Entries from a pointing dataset
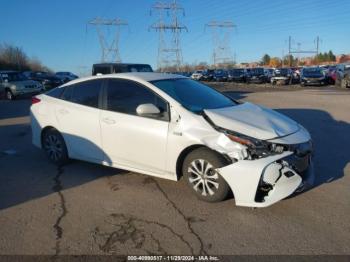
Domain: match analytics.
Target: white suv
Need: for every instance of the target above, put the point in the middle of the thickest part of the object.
(170, 126)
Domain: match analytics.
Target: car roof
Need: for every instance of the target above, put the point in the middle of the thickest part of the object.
(138, 76)
(122, 64)
(8, 71)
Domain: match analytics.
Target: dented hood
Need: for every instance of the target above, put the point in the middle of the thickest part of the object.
(253, 120)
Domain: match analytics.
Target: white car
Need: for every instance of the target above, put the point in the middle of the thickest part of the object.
(197, 75)
(170, 126)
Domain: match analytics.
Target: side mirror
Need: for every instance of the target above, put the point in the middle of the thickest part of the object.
(147, 109)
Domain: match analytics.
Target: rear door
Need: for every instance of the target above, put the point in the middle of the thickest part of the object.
(78, 115)
(128, 139)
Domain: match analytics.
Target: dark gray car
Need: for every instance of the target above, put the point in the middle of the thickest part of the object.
(14, 84)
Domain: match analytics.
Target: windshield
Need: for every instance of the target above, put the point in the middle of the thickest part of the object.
(139, 68)
(282, 72)
(193, 95)
(14, 77)
(237, 71)
(312, 72)
(257, 71)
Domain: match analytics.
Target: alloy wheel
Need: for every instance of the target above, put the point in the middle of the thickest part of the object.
(203, 177)
(53, 147)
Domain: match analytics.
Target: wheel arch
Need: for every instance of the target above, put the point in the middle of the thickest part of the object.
(47, 128)
(186, 151)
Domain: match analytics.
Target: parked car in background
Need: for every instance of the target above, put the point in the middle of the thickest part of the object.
(312, 76)
(48, 80)
(220, 75)
(66, 76)
(115, 68)
(169, 126)
(237, 75)
(269, 74)
(208, 75)
(342, 75)
(197, 75)
(331, 75)
(283, 76)
(257, 75)
(15, 84)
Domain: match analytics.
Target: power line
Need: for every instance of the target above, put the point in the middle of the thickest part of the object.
(292, 50)
(221, 34)
(110, 51)
(169, 51)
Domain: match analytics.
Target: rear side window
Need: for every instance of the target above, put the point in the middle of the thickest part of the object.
(104, 70)
(85, 93)
(125, 96)
(57, 92)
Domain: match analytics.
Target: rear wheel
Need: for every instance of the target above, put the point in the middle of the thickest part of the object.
(199, 170)
(343, 83)
(55, 147)
(9, 95)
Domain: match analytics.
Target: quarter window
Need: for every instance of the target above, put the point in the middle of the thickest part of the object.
(125, 96)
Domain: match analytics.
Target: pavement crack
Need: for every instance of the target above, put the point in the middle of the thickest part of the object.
(132, 230)
(188, 220)
(57, 187)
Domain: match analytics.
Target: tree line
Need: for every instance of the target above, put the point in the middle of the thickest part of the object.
(14, 58)
(290, 60)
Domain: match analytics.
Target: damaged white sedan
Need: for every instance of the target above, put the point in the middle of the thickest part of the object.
(169, 126)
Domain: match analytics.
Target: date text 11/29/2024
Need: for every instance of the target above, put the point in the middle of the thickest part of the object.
(173, 258)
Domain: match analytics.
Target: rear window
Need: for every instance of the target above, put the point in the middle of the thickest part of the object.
(56, 92)
(84, 93)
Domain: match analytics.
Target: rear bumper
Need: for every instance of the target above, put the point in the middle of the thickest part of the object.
(246, 176)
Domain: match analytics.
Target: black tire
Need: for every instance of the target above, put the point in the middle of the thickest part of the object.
(9, 95)
(55, 147)
(198, 170)
(343, 83)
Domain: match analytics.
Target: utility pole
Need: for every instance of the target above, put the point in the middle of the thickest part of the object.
(221, 34)
(169, 48)
(110, 50)
(290, 51)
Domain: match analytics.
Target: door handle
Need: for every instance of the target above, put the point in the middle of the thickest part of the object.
(108, 121)
(63, 111)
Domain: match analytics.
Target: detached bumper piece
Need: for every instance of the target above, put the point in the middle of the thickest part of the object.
(263, 182)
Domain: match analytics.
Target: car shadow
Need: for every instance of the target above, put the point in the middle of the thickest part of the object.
(236, 95)
(17, 108)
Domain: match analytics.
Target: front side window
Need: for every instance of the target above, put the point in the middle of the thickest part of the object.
(84, 93)
(124, 96)
(193, 95)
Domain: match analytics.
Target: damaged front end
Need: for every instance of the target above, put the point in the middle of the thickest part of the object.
(270, 170)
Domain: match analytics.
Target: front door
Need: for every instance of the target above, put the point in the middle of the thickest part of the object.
(131, 140)
(78, 115)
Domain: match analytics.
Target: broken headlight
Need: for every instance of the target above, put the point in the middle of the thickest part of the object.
(256, 148)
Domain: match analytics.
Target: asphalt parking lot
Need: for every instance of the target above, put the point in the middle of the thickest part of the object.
(84, 208)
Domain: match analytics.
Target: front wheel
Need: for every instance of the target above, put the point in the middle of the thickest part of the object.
(9, 95)
(55, 147)
(199, 170)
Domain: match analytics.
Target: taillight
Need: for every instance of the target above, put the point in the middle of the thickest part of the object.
(35, 100)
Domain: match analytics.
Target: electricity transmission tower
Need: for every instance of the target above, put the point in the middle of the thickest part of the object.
(221, 33)
(292, 50)
(169, 47)
(110, 49)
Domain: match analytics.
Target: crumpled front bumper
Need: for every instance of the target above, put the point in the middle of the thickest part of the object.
(245, 177)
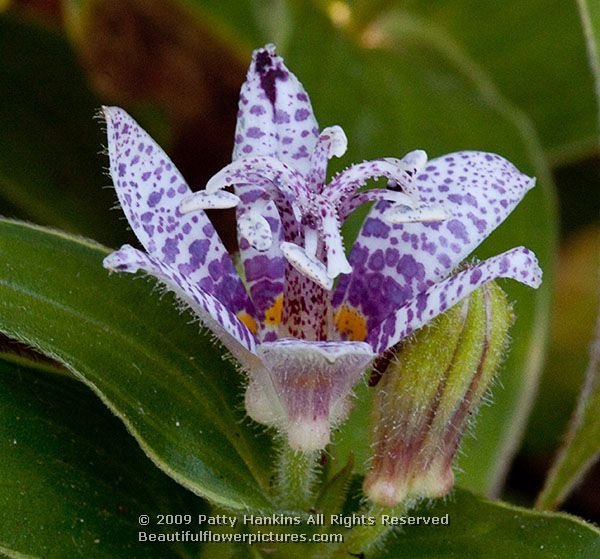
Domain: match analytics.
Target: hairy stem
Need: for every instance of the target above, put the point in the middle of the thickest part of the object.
(296, 476)
(362, 539)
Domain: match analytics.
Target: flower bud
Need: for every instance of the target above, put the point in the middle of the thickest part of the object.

▶ TASK OBJECTIVE
An exact transcription of all the entries is required, without the pictures.

▶ RESPONSE BELOW
Domain: match analytics.
Target: white suv
Need: for every instance of the target above, put the point in the middle of the thickest part of the object.
(170, 126)
Domain: match analytics.
Target: car roof
Need: for every instance of the target above, put the point in the middle of the thickest part of the object.
(138, 76)
(122, 64)
(8, 71)
Domain: match analytics.
Target: dented hood
Need: for every instance of the target above, put the point in the middle of the thickest part of the object.
(253, 120)
Domain: match analytics.
Target: white car
Need: for every instance of the target above, put the point in the middle of the thickest part of the object.
(197, 75)
(170, 126)
Domain: match analytics.
Target: side mirror
Need: for every instance of the target above, put the point in the middle of the thickest part of the object.
(147, 109)
Domain: match analytics.
Target: rear door
Need: for every instance of the target above, put the point in the middle of the thickest part of the object.
(78, 115)
(128, 139)
Domain: match analytics.
Target: dark gray car
Need: for every instance of the target above, put the point in the middle of the thickest part of the object.
(14, 84)
Domain: match analytics.
Target: windshield
Need: for every instance of the target above, put the point in the middle of the thickest part of the object.
(139, 68)
(282, 72)
(193, 95)
(14, 77)
(237, 71)
(312, 72)
(257, 71)
Domain: match analytics.
Target: alloy wheel
Need: for every instance of the target above, put the point in the middle of the thickest part of the object.
(203, 177)
(53, 147)
Domain: match analytics.
Target: wheel arch
Need: for every instance of the target above, put the point in the middle of the thickest part of the object.
(47, 128)
(186, 151)
Domain: match analytics.
Target: parked car in background
Need: for every instance of the target above, put the point in the middle of the thickest part of the object.
(312, 76)
(48, 80)
(220, 75)
(66, 76)
(115, 68)
(169, 126)
(237, 75)
(269, 74)
(208, 75)
(342, 75)
(197, 75)
(331, 75)
(283, 76)
(257, 75)
(15, 84)
Domain: match analytics.
Target: power line
Need: for every instance of the target above, put the point in the middle of the thickest part of the object.
(292, 50)
(221, 34)
(110, 51)
(169, 51)
Domain: match analytics.
Target: rear side window
Need: for every instance of the target above, put the point in the middle of the thickest part of the object.
(104, 70)
(85, 93)
(125, 96)
(57, 92)
Domain: match analytics.
Target: rear wheel
Need: for every instance of the target above, put the point in the middle of the thickest part of the object.
(199, 170)
(343, 83)
(55, 147)
(9, 95)
Domain: match analytics.
Target: quarter window
Need: for every instance of the target above, put the point in the middle of the thickest part of the object.
(125, 96)
Domain: match analytics.
Target: pavement crack
Need: for every instance of the target above, put the point in the middle of the thickest part of the object.
(132, 230)
(188, 220)
(57, 187)
Domain: match analytics.
Target: tree line
Need: for every instance of the target above, put the point in the middle of the thickest part of the object.
(14, 58)
(290, 60)
Domain: match analytics.
Target: damaged white sedan
Need: for every instance of the target above, put the point in the middle of the thickest part of the object.
(169, 126)
Domain: match analytics.
Target: date text 11/29/2024
Need: for every instance of the target above, put the point in the middle of the thickest part of the object.
(173, 258)
Domain: match analytics.
Target: rear window
Need: for every instance of the target above, put the point in the middle of the thickest part of the object.
(56, 92)
(84, 93)
Domain: match analytics.
Target: rear bumper
Need: for every instance of the target above, put the point in the middle of the thickest part of the object.
(246, 176)
Domain: match analytics.
Target: black tire
Need: for every instance of the target above, put the point in the middle of the thickest part of the object.
(9, 95)
(55, 147)
(198, 170)
(343, 83)
Domain: match analytics.
Target: utility pole
Need: for every instance of the target above, put the point in the middle of the thickest part of the object.
(221, 34)
(169, 48)
(110, 50)
(290, 51)
Domain: match analytics.
Target: door handle
Need: for every instance of the target above, put the point in the middle of the thickest part of the object.
(108, 121)
(63, 111)
Domain: match analytics.
Target: detached bumper piece
Need: for every instance of the target above, put the point in the middle of the thickest part of the object.
(263, 182)
Domain: match analytics.
Target: car shadow
Need: for every instance of the target above, put the point in the middle of the thickest part of the object.
(236, 95)
(17, 108)
Domain: match analytics.
Target: front side window
Need: for every instance of the target above, put the point in the middle of the thickest part of the object.
(84, 93)
(124, 96)
(193, 95)
Domain: match analytics.
Target: damaged front end
Need: for every instance of the target above, put the point in the middle of the thickest part of the object.
(270, 170)
Domain: match analytics.
Target: front door
Need: for every instance of the target above, put the point in the middle of the thickest part of the object.
(131, 140)
(78, 115)
Domain: match analytics.
Target: broken headlight
Need: for every instance of the target above, put the point in the middle of the thickest part of the object.
(256, 148)
Domain: match analytics.
Target: asphalt parking lot
Need: for every instance of the target above, put the point in the middle of the thickest part of the object.
(84, 208)
Domain: match analytics.
Target: front wheel
Need: for every instance of the target above, put the point in the middle of the thickest part of the object.
(9, 95)
(55, 147)
(199, 170)
Domain: match analytics.
Target: taillight
Need: for every instance of the target above, put the point in the middle of the thickest part of the object.
(35, 100)
Domain: match analytics.
Target: electricity transmission tower
Need: for every instance of the target above, put the point in the middle of the thickest part of the object.
(221, 33)
(292, 50)
(169, 47)
(110, 49)
Domain: match analytics.
Target: crumpled front bumper
Need: for every instance of the target above, put the point in the middle of the thickest part of the object.
(245, 177)
Domain: match analytics.
Target: hairy stem
Need: for every instance of the target above, put the point in the middle of the thickest part of the object.
(296, 476)
(362, 539)
Domain: match analytics.
Target: flower bud
Need: for every instance of the target above, put the point in the middle of the thickest part of the object.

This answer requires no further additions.